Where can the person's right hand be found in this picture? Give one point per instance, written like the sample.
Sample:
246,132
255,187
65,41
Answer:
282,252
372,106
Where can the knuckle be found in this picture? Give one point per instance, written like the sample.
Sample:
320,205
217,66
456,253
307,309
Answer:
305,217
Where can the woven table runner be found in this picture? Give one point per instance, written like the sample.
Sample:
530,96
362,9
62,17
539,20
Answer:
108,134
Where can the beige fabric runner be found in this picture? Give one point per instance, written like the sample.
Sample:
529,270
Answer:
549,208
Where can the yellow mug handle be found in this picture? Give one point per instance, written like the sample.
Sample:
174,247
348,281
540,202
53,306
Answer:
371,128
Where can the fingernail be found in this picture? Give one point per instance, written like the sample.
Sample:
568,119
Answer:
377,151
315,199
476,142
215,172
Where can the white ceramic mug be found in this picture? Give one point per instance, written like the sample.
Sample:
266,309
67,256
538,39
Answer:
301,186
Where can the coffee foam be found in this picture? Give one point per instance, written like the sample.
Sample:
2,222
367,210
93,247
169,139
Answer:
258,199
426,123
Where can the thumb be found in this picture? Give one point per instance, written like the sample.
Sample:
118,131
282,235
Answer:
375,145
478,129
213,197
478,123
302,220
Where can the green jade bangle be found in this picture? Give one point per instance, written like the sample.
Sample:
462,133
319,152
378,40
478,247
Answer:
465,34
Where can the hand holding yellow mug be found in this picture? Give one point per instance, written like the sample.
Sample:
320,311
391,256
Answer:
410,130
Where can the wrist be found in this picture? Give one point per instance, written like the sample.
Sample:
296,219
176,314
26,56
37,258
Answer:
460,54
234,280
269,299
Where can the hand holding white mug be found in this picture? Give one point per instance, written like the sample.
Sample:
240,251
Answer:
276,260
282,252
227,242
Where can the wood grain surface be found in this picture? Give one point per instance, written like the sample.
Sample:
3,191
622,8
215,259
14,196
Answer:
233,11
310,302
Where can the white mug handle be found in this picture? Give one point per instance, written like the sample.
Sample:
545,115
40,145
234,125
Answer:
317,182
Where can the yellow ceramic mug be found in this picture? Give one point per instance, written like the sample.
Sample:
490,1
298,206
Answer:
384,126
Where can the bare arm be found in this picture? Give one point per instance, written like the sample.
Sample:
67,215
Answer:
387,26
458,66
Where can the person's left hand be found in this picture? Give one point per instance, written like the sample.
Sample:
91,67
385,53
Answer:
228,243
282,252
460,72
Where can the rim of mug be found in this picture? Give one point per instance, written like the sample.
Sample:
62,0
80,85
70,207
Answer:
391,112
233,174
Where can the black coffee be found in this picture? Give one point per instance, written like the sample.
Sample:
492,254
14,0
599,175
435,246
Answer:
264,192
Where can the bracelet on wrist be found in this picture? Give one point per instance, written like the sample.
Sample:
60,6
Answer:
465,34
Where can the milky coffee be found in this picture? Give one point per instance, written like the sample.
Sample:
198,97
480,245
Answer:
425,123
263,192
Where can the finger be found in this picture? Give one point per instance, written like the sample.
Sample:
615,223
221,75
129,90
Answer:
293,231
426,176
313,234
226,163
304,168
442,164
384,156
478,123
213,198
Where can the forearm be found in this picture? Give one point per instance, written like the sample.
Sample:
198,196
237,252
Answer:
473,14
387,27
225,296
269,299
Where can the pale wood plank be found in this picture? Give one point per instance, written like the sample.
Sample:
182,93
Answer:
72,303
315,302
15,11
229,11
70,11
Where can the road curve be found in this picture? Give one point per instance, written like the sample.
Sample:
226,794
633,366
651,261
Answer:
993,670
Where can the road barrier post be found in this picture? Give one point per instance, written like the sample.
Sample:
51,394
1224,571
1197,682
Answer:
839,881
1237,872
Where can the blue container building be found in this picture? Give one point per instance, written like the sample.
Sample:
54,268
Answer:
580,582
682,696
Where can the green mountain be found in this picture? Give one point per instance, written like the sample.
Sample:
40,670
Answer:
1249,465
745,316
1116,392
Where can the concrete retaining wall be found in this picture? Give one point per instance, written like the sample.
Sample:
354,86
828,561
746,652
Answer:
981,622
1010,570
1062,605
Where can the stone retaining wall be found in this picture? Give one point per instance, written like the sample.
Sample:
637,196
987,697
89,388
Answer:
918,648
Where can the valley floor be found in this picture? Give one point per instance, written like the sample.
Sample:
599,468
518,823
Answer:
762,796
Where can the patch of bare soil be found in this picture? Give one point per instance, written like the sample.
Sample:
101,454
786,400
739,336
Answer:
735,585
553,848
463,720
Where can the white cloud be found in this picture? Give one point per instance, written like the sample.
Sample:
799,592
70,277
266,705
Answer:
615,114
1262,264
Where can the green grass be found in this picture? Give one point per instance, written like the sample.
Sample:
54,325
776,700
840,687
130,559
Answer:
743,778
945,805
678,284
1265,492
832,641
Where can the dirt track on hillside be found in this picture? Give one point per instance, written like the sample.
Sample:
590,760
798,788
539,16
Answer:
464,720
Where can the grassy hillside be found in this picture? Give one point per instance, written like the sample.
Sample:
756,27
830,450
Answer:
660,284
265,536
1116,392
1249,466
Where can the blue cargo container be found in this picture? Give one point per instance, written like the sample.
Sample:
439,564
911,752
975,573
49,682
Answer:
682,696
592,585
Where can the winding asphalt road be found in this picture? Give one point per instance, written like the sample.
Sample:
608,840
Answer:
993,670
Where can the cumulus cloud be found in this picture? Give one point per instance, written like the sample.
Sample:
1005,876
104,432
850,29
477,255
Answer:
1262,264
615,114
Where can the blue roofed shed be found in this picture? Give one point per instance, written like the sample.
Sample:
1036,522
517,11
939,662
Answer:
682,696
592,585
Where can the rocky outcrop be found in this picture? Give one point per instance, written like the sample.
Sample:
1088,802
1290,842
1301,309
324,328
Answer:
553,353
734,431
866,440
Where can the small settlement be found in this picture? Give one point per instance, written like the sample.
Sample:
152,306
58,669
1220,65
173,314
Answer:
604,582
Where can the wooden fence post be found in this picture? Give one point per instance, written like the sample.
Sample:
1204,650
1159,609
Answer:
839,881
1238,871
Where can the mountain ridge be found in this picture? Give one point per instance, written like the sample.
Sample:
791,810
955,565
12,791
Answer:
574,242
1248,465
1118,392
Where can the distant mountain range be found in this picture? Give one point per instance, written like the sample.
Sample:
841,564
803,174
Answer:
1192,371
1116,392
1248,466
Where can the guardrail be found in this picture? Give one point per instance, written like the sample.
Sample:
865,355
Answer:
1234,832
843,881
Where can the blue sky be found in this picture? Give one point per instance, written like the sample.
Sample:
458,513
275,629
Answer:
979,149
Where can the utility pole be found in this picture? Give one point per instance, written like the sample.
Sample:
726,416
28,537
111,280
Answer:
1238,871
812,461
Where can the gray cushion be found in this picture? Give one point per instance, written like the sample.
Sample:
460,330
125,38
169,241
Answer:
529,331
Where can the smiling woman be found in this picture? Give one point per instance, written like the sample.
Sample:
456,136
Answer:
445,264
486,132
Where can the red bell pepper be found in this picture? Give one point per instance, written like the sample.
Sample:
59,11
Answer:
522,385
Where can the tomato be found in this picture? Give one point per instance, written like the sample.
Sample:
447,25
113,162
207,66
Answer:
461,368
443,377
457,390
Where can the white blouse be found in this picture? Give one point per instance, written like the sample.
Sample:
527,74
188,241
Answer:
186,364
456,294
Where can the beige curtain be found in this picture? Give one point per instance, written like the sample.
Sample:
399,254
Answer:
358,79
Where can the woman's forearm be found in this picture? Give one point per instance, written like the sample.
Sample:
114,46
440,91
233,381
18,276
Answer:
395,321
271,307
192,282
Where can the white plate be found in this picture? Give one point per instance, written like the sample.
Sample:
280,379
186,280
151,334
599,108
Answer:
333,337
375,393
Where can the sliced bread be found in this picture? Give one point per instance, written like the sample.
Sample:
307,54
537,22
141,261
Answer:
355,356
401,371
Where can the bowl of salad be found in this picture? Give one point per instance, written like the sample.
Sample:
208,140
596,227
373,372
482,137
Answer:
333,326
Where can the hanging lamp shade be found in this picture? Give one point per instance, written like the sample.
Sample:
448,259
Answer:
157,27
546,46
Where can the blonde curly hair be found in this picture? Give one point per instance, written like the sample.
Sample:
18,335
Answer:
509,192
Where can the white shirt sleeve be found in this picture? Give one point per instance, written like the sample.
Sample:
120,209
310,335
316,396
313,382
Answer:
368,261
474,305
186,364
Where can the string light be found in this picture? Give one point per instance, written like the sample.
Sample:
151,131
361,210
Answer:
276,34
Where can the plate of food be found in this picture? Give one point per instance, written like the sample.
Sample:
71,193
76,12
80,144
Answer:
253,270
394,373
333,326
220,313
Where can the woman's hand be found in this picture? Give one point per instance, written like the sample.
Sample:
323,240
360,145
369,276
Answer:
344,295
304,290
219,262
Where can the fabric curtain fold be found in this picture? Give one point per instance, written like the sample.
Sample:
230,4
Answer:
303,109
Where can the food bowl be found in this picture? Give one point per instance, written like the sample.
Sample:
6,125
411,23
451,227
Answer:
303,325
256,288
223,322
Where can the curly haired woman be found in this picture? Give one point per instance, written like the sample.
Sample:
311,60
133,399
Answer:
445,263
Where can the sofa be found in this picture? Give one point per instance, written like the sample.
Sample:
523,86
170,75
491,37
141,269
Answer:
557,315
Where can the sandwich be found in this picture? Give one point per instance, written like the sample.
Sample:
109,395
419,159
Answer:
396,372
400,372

_ _ _

> _REQUIRED WORK_: Only the lines from the one containing "Where can the woman's hand" to the end of the data should be printed, exactly as they stand.

> _OUTPUT FOR THIS TASK_:
Where can the woman's hand be found in this picture? Give one point per instance, written like the sample.
Sample:
323,240
360,145
369,276
Answer:
344,295
304,290
219,262
Where can the fabric curtain fold be found in this picture? Give one point per instance, written like the sample.
Sample:
230,4
Answer:
303,109
Where can the food bowl be found in this picture? Give one point per instance, written like the sample.
Sample:
6,125
411,23
451,227
Answer:
303,325
256,288
223,322
Where can the curly haired woman be found in this picture? Give one point per instance, written like the sample.
Sample:
311,60
133,399
Answer:
445,263
Where can the sofa be found in this picture? Give one point per instance, written like the sample.
Sample:
523,86
170,75
491,37
141,269
Answer:
557,315
Where can the sandwich be found in this picture? Give one point per instance, written like the sample.
Sample:
109,395
419,159
Answer:
396,372
400,372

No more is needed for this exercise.